— EXERCISE PROMPT —
Keep only the lines of the data below that contain "crystal", and copy them.

Free-text object descriptions

————

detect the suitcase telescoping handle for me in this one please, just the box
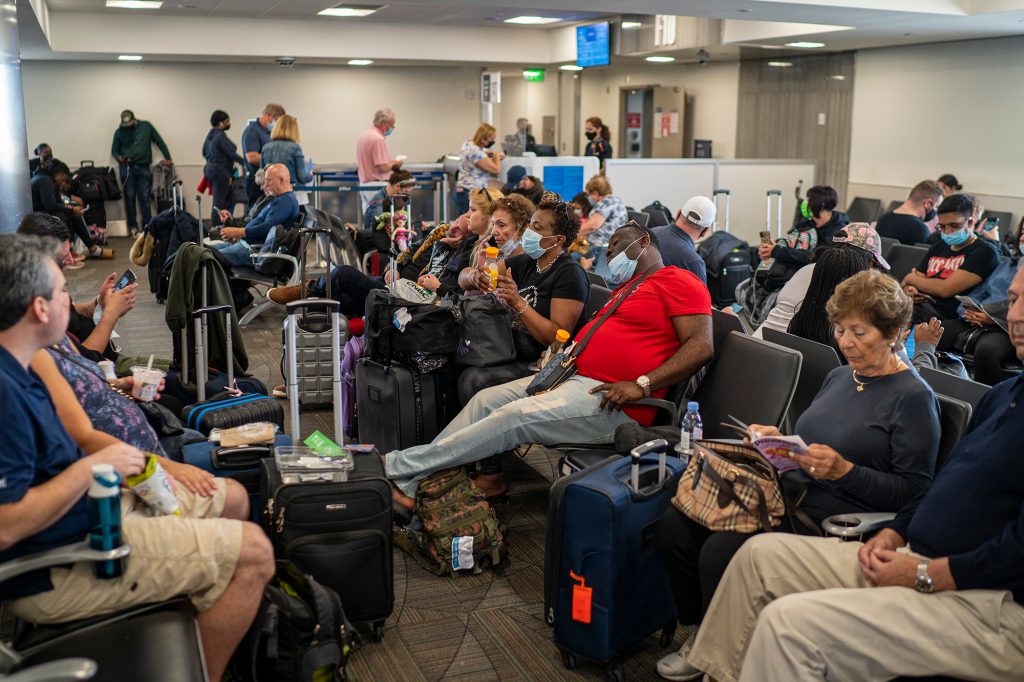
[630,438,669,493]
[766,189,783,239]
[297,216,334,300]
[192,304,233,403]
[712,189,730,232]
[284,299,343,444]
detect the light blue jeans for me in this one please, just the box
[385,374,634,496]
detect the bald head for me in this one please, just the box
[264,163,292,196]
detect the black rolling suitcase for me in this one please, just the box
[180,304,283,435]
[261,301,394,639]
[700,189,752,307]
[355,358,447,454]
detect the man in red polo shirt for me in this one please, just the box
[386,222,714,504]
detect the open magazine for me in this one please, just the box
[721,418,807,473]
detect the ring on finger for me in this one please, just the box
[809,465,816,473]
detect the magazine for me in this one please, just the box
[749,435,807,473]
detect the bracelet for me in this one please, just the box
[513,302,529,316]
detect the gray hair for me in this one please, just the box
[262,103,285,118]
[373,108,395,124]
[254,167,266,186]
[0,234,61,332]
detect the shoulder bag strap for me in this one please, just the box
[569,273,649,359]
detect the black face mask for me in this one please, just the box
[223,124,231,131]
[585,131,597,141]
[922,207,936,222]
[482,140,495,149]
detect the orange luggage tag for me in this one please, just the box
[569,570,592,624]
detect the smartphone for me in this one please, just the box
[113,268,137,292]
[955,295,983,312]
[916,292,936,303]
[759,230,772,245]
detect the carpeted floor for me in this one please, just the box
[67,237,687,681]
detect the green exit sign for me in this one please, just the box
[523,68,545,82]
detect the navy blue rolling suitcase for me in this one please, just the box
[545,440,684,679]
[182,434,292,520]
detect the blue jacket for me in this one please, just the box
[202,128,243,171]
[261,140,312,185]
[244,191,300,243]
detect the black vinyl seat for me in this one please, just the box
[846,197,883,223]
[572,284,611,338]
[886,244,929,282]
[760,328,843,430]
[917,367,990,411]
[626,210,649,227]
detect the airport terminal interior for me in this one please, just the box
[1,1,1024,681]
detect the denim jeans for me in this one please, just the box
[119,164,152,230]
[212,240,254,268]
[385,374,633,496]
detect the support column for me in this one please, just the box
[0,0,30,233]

————

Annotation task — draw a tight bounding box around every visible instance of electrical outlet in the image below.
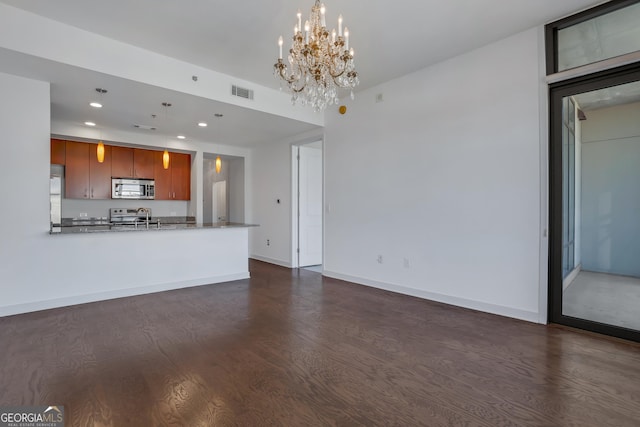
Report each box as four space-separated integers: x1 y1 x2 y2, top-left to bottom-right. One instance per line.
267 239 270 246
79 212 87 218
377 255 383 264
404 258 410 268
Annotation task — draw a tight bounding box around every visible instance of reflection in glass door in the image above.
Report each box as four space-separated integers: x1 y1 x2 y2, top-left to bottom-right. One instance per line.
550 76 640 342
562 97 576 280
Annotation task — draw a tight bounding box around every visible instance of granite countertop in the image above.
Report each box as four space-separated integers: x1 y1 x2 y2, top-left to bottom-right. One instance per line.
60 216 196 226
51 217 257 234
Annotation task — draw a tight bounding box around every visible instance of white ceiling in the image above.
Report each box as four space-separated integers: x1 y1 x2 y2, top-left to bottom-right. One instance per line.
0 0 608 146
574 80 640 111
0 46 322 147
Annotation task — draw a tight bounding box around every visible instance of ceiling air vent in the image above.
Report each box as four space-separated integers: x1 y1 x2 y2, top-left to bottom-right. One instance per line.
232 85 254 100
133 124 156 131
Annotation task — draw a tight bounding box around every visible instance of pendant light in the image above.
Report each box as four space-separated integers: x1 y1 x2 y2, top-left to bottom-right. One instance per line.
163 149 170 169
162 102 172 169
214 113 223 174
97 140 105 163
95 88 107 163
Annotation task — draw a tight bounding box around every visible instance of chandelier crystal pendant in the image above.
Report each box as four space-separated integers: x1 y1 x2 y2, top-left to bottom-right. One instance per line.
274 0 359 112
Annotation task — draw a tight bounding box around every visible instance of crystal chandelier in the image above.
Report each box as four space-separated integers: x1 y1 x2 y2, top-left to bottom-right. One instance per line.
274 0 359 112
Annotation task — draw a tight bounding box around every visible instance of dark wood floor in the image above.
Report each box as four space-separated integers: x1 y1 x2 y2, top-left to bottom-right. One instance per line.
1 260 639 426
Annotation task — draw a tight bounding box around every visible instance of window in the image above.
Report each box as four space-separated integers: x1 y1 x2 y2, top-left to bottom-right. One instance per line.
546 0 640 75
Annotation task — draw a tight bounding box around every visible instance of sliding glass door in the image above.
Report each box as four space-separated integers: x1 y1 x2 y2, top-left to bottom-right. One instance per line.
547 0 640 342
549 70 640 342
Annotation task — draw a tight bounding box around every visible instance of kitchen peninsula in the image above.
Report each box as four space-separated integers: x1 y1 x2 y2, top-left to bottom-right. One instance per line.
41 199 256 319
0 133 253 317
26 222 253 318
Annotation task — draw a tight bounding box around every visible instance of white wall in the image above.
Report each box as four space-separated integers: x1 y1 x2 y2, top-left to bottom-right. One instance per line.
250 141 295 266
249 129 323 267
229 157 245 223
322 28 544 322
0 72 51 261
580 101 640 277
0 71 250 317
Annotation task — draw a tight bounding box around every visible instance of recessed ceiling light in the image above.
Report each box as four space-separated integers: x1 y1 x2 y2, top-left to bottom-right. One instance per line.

————

— WRITTEN ANSWER —
Annotation task — draw a tight bounding box around every visible instance of chandelier crystal pendant in the image above.
Annotation task — draw a tight bounding box around every visible instance of crystal chandelier in the image above.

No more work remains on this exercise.